-- DATA SHOWN --
—————
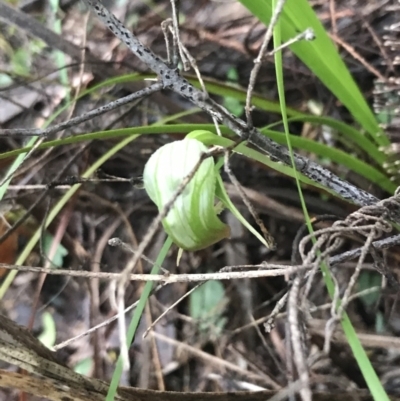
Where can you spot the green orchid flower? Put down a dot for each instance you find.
(192, 222)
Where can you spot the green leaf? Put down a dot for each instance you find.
(321, 57)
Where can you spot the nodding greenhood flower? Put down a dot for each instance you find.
(192, 221)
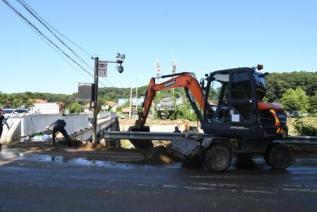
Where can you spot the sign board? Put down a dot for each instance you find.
(85, 91)
(102, 68)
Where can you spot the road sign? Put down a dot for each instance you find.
(85, 91)
(102, 68)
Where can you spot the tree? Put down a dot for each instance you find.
(313, 104)
(76, 108)
(295, 100)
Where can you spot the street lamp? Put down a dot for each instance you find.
(102, 65)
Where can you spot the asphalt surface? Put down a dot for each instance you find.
(42, 182)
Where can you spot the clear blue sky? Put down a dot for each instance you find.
(201, 36)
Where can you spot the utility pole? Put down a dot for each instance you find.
(95, 100)
(130, 111)
(136, 100)
(101, 69)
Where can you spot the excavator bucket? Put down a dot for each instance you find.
(141, 143)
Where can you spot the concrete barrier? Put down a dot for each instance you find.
(29, 124)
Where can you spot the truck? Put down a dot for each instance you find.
(235, 119)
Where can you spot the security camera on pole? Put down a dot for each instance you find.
(101, 71)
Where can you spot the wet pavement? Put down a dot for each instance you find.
(59, 182)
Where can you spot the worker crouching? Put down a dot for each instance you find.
(59, 127)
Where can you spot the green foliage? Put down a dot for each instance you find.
(313, 104)
(279, 83)
(295, 100)
(304, 129)
(76, 108)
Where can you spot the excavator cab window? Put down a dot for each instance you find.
(218, 97)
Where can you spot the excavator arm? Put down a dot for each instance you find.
(181, 80)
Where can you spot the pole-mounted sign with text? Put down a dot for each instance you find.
(102, 68)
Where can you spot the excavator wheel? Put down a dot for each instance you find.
(217, 158)
(279, 156)
(141, 143)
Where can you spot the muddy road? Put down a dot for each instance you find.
(49, 181)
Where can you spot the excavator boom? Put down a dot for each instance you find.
(181, 80)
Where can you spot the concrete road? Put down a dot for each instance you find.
(41, 182)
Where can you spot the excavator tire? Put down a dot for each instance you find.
(141, 143)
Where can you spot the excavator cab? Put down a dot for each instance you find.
(235, 97)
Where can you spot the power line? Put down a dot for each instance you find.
(52, 27)
(41, 20)
(47, 38)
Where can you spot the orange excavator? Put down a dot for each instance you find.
(228, 103)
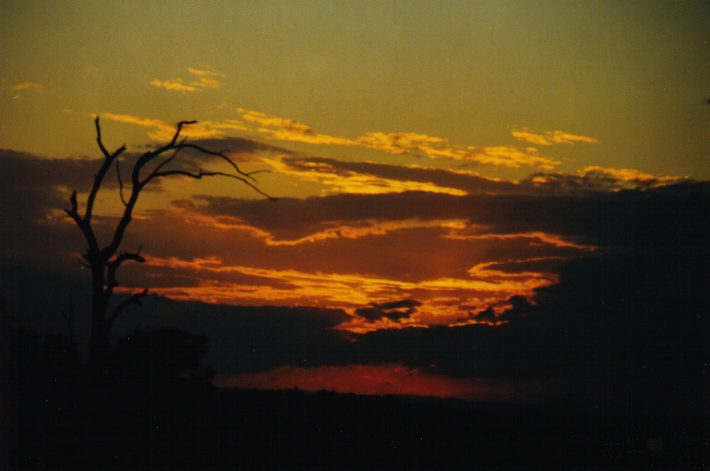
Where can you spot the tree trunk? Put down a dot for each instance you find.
(98, 342)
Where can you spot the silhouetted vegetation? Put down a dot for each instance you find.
(104, 259)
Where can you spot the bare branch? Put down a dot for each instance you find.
(68, 316)
(179, 129)
(107, 154)
(73, 211)
(221, 155)
(135, 298)
(203, 173)
(99, 177)
(115, 264)
(120, 184)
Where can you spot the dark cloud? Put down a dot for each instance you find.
(472, 184)
(395, 310)
(624, 217)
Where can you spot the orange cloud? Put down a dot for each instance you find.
(338, 181)
(549, 138)
(286, 129)
(29, 86)
(630, 175)
(387, 379)
(400, 143)
(162, 131)
(206, 79)
(484, 288)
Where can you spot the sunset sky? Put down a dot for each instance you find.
(435, 164)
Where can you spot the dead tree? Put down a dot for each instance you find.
(104, 259)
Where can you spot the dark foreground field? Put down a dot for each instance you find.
(196, 426)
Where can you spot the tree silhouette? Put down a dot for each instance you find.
(104, 261)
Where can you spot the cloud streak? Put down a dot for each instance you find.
(204, 79)
(28, 86)
(549, 138)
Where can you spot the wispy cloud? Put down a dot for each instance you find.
(29, 86)
(284, 129)
(161, 131)
(548, 138)
(204, 79)
(400, 143)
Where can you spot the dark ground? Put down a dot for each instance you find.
(188, 424)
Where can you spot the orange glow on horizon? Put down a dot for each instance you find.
(387, 379)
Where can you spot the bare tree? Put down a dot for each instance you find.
(104, 261)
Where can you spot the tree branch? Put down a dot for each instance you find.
(107, 154)
(115, 264)
(203, 173)
(99, 177)
(135, 298)
(120, 184)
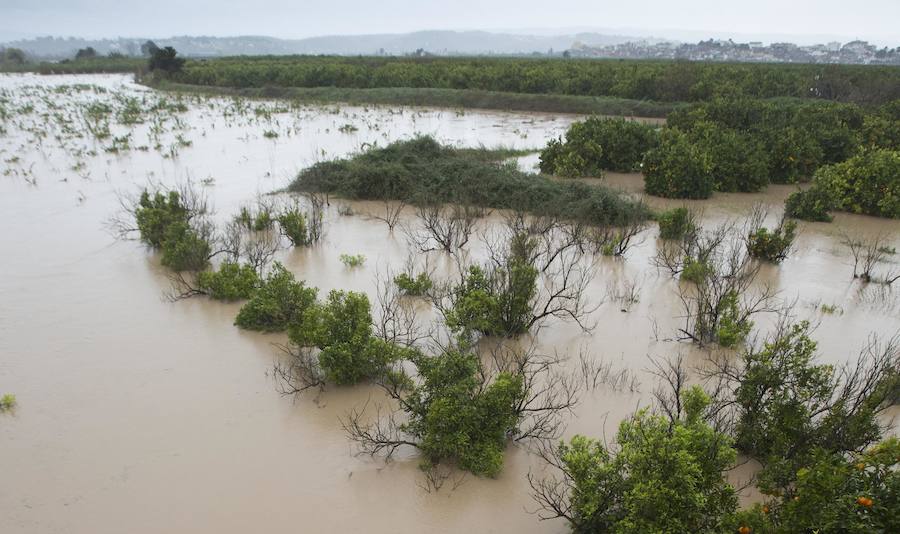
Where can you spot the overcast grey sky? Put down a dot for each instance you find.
(875, 20)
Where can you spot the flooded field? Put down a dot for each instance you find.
(137, 414)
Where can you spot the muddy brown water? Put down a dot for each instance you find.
(136, 414)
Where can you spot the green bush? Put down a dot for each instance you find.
(676, 223)
(667, 475)
(810, 205)
(598, 144)
(411, 286)
(231, 282)
(772, 245)
(787, 410)
(183, 249)
(678, 168)
(279, 302)
(342, 329)
(868, 183)
(154, 214)
(455, 416)
(422, 171)
(737, 160)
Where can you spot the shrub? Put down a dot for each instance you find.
(810, 205)
(455, 416)
(341, 328)
(231, 282)
(667, 475)
(868, 183)
(789, 405)
(840, 494)
(183, 249)
(678, 168)
(598, 144)
(772, 245)
(417, 286)
(737, 161)
(676, 223)
(353, 260)
(279, 302)
(495, 301)
(422, 171)
(155, 213)
(7, 402)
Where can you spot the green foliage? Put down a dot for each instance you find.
(155, 213)
(676, 223)
(738, 162)
(598, 144)
(165, 60)
(678, 168)
(231, 282)
(772, 245)
(837, 494)
(414, 286)
(786, 410)
(279, 302)
(495, 300)
(183, 249)
(667, 475)
(454, 416)
(353, 260)
(7, 402)
(812, 204)
(868, 183)
(341, 328)
(421, 170)
(662, 81)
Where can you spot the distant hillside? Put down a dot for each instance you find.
(434, 42)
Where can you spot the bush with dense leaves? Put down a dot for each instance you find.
(667, 475)
(231, 282)
(455, 416)
(868, 183)
(279, 302)
(675, 223)
(341, 328)
(598, 144)
(772, 245)
(678, 168)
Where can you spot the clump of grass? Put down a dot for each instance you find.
(353, 260)
(7, 402)
(421, 171)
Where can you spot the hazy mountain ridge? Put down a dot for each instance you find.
(438, 42)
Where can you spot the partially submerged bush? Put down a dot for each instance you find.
(772, 245)
(279, 302)
(231, 282)
(341, 328)
(666, 476)
(678, 168)
(598, 144)
(421, 171)
(868, 183)
(676, 223)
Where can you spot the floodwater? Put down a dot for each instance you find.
(136, 414)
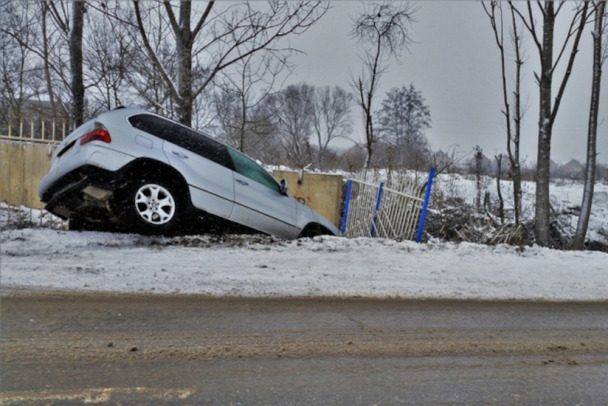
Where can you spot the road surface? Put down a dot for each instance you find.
(63, 349)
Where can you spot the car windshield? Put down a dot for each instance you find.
(247, 167)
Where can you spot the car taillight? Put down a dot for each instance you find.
(98, 134)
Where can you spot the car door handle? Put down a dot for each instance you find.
(180, 154)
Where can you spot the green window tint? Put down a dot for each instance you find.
(247, 167)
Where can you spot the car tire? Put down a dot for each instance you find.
(79, 224)
(151, 207)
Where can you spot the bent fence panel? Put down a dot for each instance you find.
(392, 210)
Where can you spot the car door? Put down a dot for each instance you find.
(211, 184)
(202, 161)
(259, 202)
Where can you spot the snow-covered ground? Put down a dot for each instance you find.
(44, 259)
(259, 266)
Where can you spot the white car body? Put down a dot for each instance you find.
(130, 165)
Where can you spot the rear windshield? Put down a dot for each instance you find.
(184, 137)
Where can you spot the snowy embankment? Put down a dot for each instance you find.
(256, 266)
—————
-- YOUR GOAL --
Quote the entries above word for word. Leave the images out.

-- PROBLEM SOLUTION --
Where can you spot the green orchid flower? Put down a dot for each instance you find.
(192, 222)
Where can you spot the green leaf? Put down a dot for each instance you find.
(321, 57)
Where can you spot the nodding greenhood flower? Put down a dot for each instance you find.
(192, 221)
Where can you spot the sign board? Put down a dot for each instance you find.
(85, 91)
(102, 68)
Where can you spot the road sign? Put down a dot for each instance you find.
(85, 91)
(102, 68)
Where can you spot the tree? Put down a dot for each instance you find.
(313, 104)
(76, 108)
(295, 100)
Where can you spot the street lamp? Put down a dot for each instance you find.
(102, 65)
Where can you spot the asphalt surface? Put down a dot for each instance you find.
(42, 182)
Where can you spot the clear blue sky? Put down a dot for each instance you find.
(201, 36)
Where can you spot the utility pole? Put down a dot for each instance you find.
(95, 100)
(130, 111)
(136, 100)
(101, 69)
Where can you spot the excavator bucket? Put down a dot for each instance you find.
(141, 143)
Where can you spot the concrete barrier? Put down a dot for each instance you find.
(29, 124)
Where can you spot the truck? Put down a dot for each instance you find.
(235, 119)
Where can you spot the security camera on pole? Put down a dot for each instance you find.
(101, 71)
Where can you spot the wet pavement? Put down a dot for each instance you find.
(59, 182)
Where can you spot the worker crouching? Put down a dot for each instance you find.
(59, 127)
Where can you spot the green foliage? Put down a dot for each instance you find.
(313, 104)
(279, 83)
(295, 100)
(304, 129)
(76, 108)
Where can you spot the excavator cab window? Put down a dot for each instance you find.
(218, 97)
Where can you spot the excavator arm? Put down a dot for each instance you find.
(181, 80)
Where can you spot the pole-mounted sign with text? Put down a dot for each instance you find.
(102, 68)
Where can you spot the excavator wheel? Put down a dot for each instance you find.
(217, 158)
(279, 156)
(141, 143)
Where can you spot the muddy road? Put down a dot for each instance you find.
(49, 181)
Where can you spot the excavator boom? Put down a dot for each instance you find.
(181, 80)
Where can you spot the concrete road? Put down a dot for each instance you find.
(41, 182)
Where can you spot the excavator tire? Put down a dot for each instance you find.
(141, 143)
Where can you spot the excavator cab? Put down a dot for each instance you find.
(235, 97)
Where can you spot the power line? Put down a dot for each instance you find.
(52, 27)
(41, 20)
(47, 38)
Where can you spot the orange excavator? Put down a dot for each instance you find.
(228, 103)
Where can you spot the tree trunk? Put down a dot for each instance you find.
(98, 342)
Where can you spot the silhouetted vegetation? Put down a dot for each instance you find.
(104, 259)
Where can you spot the bare branch? Put down a dot for each instance you find.
(68, 316)
(179, 129)
(107, 154)
(73, 211)
(221, 155)
(135, 298)
(203, 173)
(99, 177)
(115, 264)
(120, 184)
Where can you spot the dark cloud? Put down a dot for each instance you find.
(472, 184)
(395, 310)
(624, 217)
Where can you spot the orange cloud? Put down a dot for each instance you find.
(338, 181)
(549, 138)
(286, 129)
(29, 86)
(630, 175)
(387, 379)
(400, 143)
(162, 131)
(206, 79)
(484, 288)
Where can you spot the sunset sky? Put down a dot for each instance you find.
(435, 164)
Where can you spot the dead tree? Put down a dot for each instance you find.
(104, 259)
Where can you spot the dark foreground field? Put down a dot for each instance you find.
(196, 426)
Where can you spot the tree silhouette? Put down a dot for each instance you find.
(104, 261)
Where can you spot the cloud streak? Put down a dot for each instance you find.
(204, 79)
(28, 86)
(549, 138)
Where can you spot the wispy cloud? Put down a dot for each instance you find.
(29, 86)
(284, 129)
(161, 131)
(548, 138)
(204, 79)
(400, 143)
Where can you spot the dark ground? Put down a dot for each instance you find.
(188, 424)
Where can you spot the orange glow on horizon? Put down a dot for each instance you find.
(387, 379)
Where can you spot the bare tree? Put down a dot for each instance you find.
(104, 261)
Where can you spot the tree branch? Put down a dot for each instance you find.
(107, 154)
(115, 264)
(203, 173)
(99, 177)
(135, 298)
(120, 184)
Where can you spot the overcast grey sky? Put down a dot for each instance you find.
(875, 20)
Where can you spot the flooded field? Put down a dot for each instance you find.
(137, 414)
Where can you spot the muddy brown water? Put down a dot for each instance you find.
(136, 414)
Where can you spot the green bush? Put down a dot for each instance you find.
(676, 223)
(667, 475)
(810, 205)
(598, 144)
(411, 286)
(231, 282)
(772, 245)
(787, 410)
(183, 249)
(678, 168)
(279, 302)
(342, 329)
(868, 183)
(154, 214)
(455, 416)
(422, 171)
(737, 160)
Where can you spot the shrub? Put down a dot for each instance you find.
(810, 205)
(455, 416)
(341, 328)
(231, 282)
(667, 475)
(868, 183)
(789, 405)
(840, 494)
(183, 249)
(678, 168)
(598, 144)
(772, 245)
(417, 286)
(737, 161)
(676, 223)
(353, 260)
(279, 302)
(495, 301)
(422, 171)
(155, 213)
(7, 402)
Where can you spot the green foliage? Put down a dot for each instance you find.
(155, 213)
(676, 223)
(738, 162)
(598, 144)
(165, 60)
(678, 168)
(231, 282)
(772, 245)
(837, 494)
(414, 286)
(786, 410)
(279, 302)
(495, 300)
(183, 249)
(667, 475)
(454, 416)
(353, 260)
(7, 402)
(812, 204)
(868, 183)
(341, 328)
(421, 170)
(662, 81)
Where can you spot the distant hillside? Put down a dot for each instance you find.
(434, 42)
Where can you spot the bush with dense leaves? Put down a dot for each instance you find.
(667, 475)
(231, 282)
(455, 416)
(868, 183)
(279, 302)
(675, 223)
(341, 328)
(598, 144)
(772, 245)
(678, 168)
Where can you spot the clump of grass? Put down a dot for each instance you find.
(353, 260)
(7, 402)
(421, 171)
Where can you spot the hazy mountain ridge? Put down a dot for each instance you find.
(438, 42)
Where can you spot the partially submerged bush? Put down a dot for each instance you find.
(772, 245)
(279, 302)
(231, 282)
(341, 328)
(666, 476)
(678, 168)
(598, 144)
(421, 171)
(868, 183)
(676, 223)
Where can you spot the floodwater? Put down a dot for each instance you find.
(136, 414)
Where can you spot the road surface? Put down a dot for each instance you find.
(63, 349)
Where can you spot the car windshield? Put down a dot for each instance you find.
(247, 167)
Where can you spot the car taillight? Put down a dot for each instance you find.
(98, 134)
Where can you spot the car door handle? Put down a dot for each instance you find.
(180, 154)
Where can you spot the green window tint? Put down a dot for each instance you find.
(247, 167)
Where can you spot the car tire? Put down a dot for each instance you find.
(79, 224)
(151, 207)
Where can you spot the bent fence panel? Put down a dot for each instance you find.
(392, 210)
Where can you spot the car door? Put down a dot for each instance you find.
(211, 184)
(202, 161)
(259, 202)
Where can you spot the snow-covered ground? Put down a dot for each instance you find.
(44, 259)
(259, 266)
Where can you spot the white car body? Put down a dot for each instance you find.
(130, 165)
Where can you spot the rear windshield? Put down a dot for each instance you find.
(184, 137)
Where can you spot the snowy embankment? Put down a dot for each instance you find.
(256, 266)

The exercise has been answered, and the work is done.